TO DO -
Where an image occurs, skip it and print the rest of the records verbatim.

INFORMATION SHOWN -
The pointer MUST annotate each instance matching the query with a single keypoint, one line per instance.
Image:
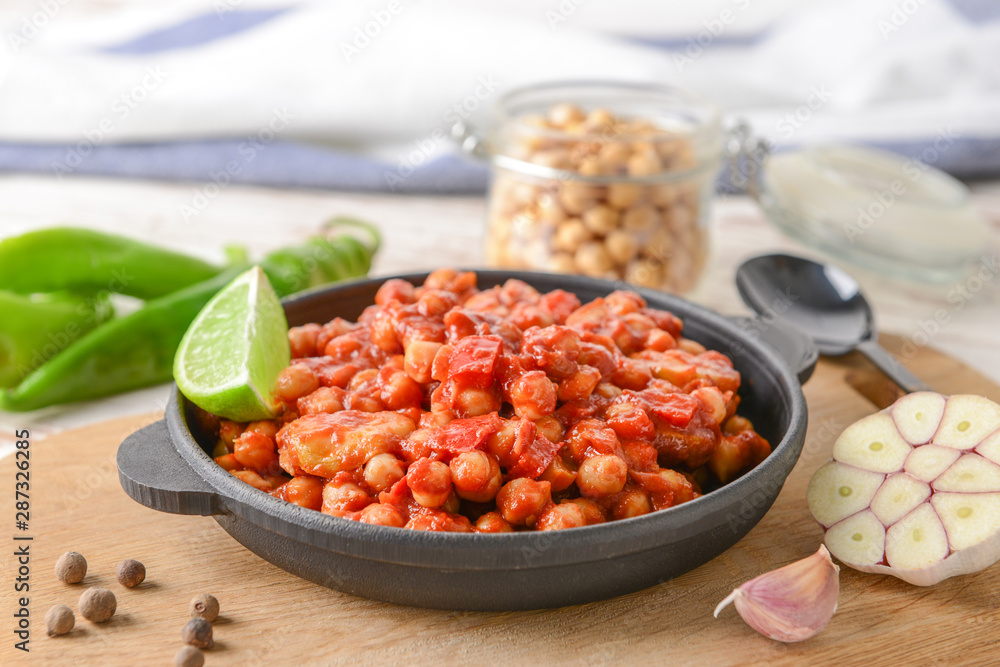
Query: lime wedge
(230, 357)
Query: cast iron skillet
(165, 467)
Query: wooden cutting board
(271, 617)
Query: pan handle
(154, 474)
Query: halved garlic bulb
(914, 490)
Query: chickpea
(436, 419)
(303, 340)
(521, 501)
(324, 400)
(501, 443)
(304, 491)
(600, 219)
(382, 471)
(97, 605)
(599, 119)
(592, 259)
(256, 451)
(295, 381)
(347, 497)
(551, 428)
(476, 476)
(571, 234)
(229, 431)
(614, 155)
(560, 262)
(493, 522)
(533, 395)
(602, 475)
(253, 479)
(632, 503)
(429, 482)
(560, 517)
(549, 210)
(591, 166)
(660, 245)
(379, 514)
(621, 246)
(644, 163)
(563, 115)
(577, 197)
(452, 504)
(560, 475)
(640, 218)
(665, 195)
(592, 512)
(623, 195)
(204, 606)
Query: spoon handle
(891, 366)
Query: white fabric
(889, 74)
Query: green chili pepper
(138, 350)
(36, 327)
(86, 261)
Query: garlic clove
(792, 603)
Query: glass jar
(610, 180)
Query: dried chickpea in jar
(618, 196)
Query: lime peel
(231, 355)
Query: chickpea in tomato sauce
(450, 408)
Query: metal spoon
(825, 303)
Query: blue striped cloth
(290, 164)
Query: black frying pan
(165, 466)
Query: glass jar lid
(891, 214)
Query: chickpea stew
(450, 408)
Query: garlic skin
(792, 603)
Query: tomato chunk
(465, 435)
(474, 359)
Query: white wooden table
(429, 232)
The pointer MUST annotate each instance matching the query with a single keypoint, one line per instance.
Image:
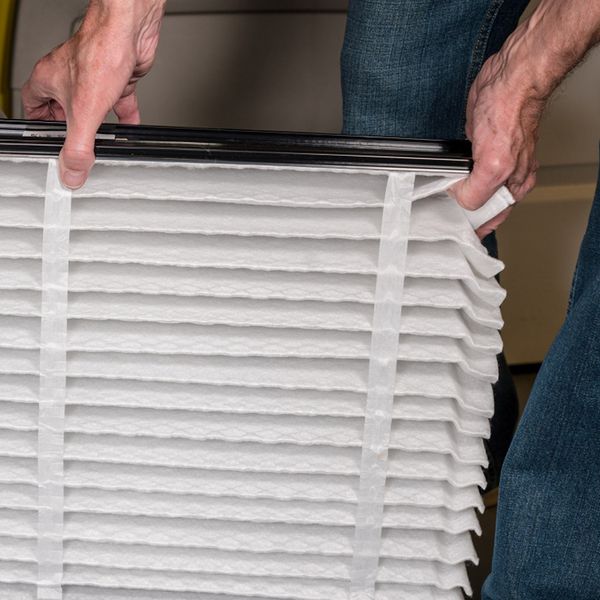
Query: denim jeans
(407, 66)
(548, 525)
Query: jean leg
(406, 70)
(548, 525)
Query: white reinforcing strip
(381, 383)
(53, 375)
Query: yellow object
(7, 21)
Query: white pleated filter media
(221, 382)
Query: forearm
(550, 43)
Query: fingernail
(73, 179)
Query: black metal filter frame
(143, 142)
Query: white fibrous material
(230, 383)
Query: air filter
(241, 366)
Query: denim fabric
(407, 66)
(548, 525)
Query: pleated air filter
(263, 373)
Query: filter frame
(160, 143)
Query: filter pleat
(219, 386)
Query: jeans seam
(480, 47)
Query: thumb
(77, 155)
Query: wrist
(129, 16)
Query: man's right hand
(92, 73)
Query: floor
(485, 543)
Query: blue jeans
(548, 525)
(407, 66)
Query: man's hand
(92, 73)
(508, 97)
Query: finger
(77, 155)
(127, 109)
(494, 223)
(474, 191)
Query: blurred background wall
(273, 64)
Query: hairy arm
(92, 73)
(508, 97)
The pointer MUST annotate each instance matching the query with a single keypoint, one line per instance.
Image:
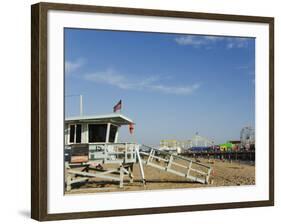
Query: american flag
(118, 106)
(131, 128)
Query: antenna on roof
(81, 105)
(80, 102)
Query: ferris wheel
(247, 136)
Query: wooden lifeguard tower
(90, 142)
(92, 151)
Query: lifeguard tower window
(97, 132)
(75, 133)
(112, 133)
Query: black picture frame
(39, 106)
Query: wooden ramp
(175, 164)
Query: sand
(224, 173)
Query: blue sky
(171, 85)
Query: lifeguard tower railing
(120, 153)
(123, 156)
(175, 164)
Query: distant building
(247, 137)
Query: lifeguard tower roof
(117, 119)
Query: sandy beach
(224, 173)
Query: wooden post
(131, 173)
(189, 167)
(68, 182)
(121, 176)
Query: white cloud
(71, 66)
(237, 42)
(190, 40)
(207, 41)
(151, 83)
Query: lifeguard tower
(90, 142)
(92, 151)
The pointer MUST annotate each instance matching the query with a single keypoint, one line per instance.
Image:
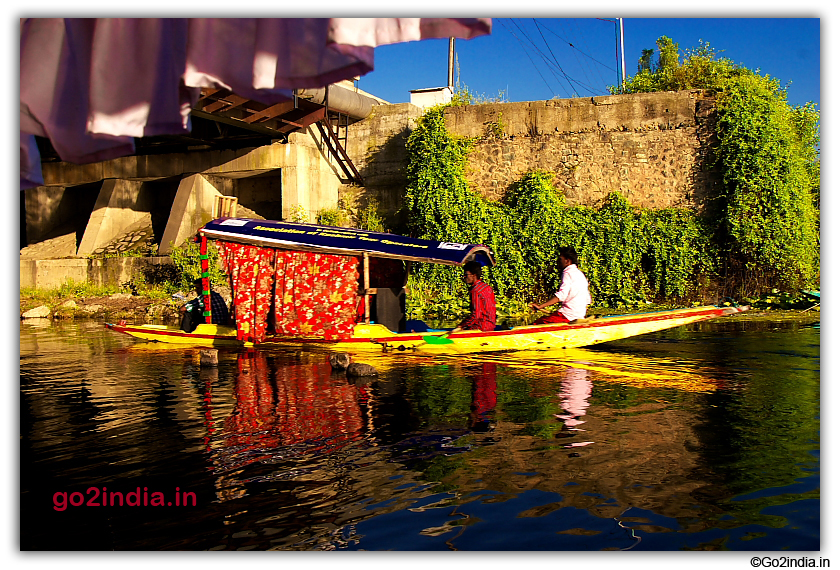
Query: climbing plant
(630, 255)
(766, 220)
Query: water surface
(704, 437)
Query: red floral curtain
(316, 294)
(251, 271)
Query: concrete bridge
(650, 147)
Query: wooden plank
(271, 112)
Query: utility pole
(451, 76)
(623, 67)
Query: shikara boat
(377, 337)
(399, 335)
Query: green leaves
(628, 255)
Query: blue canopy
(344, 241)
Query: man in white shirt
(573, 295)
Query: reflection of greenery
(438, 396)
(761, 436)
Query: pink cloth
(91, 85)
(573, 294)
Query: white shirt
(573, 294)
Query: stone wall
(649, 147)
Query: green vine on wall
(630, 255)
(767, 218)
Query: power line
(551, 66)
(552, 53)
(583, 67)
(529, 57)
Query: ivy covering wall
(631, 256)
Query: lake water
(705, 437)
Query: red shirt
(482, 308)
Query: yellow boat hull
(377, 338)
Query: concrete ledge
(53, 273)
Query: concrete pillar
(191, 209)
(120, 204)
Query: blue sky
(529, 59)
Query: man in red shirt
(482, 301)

YOUR SOLUTION -
The pointer MUST annotate each instance matching the query with a single keypoint, one line per instance.
Image:
Query: lime wedge
(230, 357)
Query: cast iron skillet
(165, 467)
Query: wooden cutting board
(271, 617)
Query: pan handle
(154, 474)
Query: halved garlic bulb
(914, 490)
Query: chickpea
(436, 419)
(303, 340)
(521, 501)
(324, 400)
(501, 443)
(304, 491)
(600, 219)
(382, 471)
(97, 605)
(599, 119)
(592, 259)
(256, 451)
(295, 381)
(347, 497)
(551, 428)
(476, 476)
(571, 234)
(229, 431)
(614, 155)
(560, 262)
(493, 522)
(533, 395)
(602, 475)
(253, 479)
(632, 503)
(429, 482)
(560, 517)
(549, 210)
(591, 166)
(660, 245)
(379, 514)
(621, 246)
(644, 163)
(563, 115)
(577, 197)
(452, 504)
(560, 475)
(640, 218)
(665, 195)
(592, 512)
(623, 195)
(204, 606)
Query: spoon handle
(891, 366)
Query: white fabric
(889, 74)
Query: green chili pepper
(138, 350)
(36, 327)
(86, 261)
Query: garlic clove
(792, 603)
Query: glass jar
(610, 180)
Query: dried chickpea in jar
(618, 196)
Query: lime peel
(231, 355)
Query: chickpea in tomato sauce
(450, 408)
Query: metal spoon
(825, 303)
Query: blue striped cloth
(290, 164)
Query: black frying pan
(165, 466)
Query: glass jar lid
(891, 214)
Query: chickpea stew
(450, 408)
Query: garlic skin
(792, 603)
Query: tomato chunk
(465, 435)
(474, 359)
Query: white wooden table
(429, 232)
The pointer MUST annotate each instance matching the query with a single keypoint, one line per instance.
Image:
Query: denim jeans
(407, 66)
(548, 525)
Query: jean leg
(406, 70)
(548, 525)
Query: white reinforcing strip
(381, 383)
(53, 375)
Query: yellow object
(7, 21)
Query: white pleated filter media
(221, 382)
Query: forearm
(550, 43)
Query: fingernail
(73, 179)
Query: black metal filter frame
(143, 142)
Query: white fibrous material
(230, 383)
Query: air filter
(241, 366)
Query: denim fabric
(407, 66)
(548, 525)
Query: pleated air filter
(263, 373)
Query: filter frame
(160, 143)
Query: filter pleat
(219, 386)
Query: jeans seam
(480, 47)
Query: thumb
(77, 155)
Query: wrist
(129, 16)
Query: man's right hand
(92, 73)
Query: floor
(485, 543)
Query: blue jeans
(548, 525)
(407, 66)
Query: man's hand
(92, 73)
(508, 97)
Query: finger
(77, 155)
(127, 109)
(494, 223)
(474, 191)
Query: blurred background wall
(273, 64)
Query: hairy arm
(92, 73)
(508, 97)
The pointer MUST annotate each instance matching the query with a single keypoint, one line per instance.
Image:
Query: american flag
(118, 106)
(131, 128)
Query: antenna on roof
(81, 105)
(80, 102)
Query: ferris wheel
(247, 136)
Query: wooden lifeguard tower
(90, 142)
(92, 151)
Query: lifeguard tower window
(97, 132)
(75, 133)
(112, 133)
Query: black picture frame
(39, 106)
Query: wooden ramp
(175, 164)
Query: sand
(224, 173)
Query: blue sky
(171, 85)
Query: lifeguard tower railing
(120, 153)
(123, 156)
(175, 164)
Query: distant building
(247, 137)
Query: lifeguard tower roof
(117, 119)
Query: sandy beach
(224, 173)
Query: wooden post
(131, 173)
(189, 167)
(68, 182)
(121, 176)
Query: white cloud
(71, 66)
(237, 42)
(190, 40)
(207, 41)
(151, 83)
Query: lifeguard tower
(90, 142)
(92, 151)
The pointer MUST annotate each instance matching the query with a single keypoint, one line per instance.
Image:
Query: climbing plant
(630, 255)
(766, 220)
Query: water surface
(704, 437)
Query: red floral curtain
(316, 294)
(251, 271)
Query: concrete bridge
(650, 147)
Query: wooden plank
(271, 112)
Query: utility pole
(451, 76)
(623, 67)
Query: shikara boat
(377, 337)
(399, 335)
Query: green leaves
(628, 255)
Query: blue canopy
(344, 241)
Query: man in white shirt
(573, 295)
Query: reflection of greenery
(438, 396)
(761, 436)
Query: pink cloth
(91, 85)
(573, 294)
Query: white shirt
(573, 294)
Query: stone wall
(649, 147)
Query: green vine on wall
(630, 255)
(767, 218)
Query: power line
(551, 66)
(552, 53)
(583, 67)
(529, 57)
Query: ivy covering wall
(631, 256)
Query: lake water
(705, 437)
Query: red shirt
(482, 308)
Query: yellow boat hull
(377, 338)
Query: concrete ledge
(53, 273)
Query: concrete pillar
(191, 209)
(120, 204)
Query: blue sky
(529, 59)
Query: man in red shirt
(482, 301)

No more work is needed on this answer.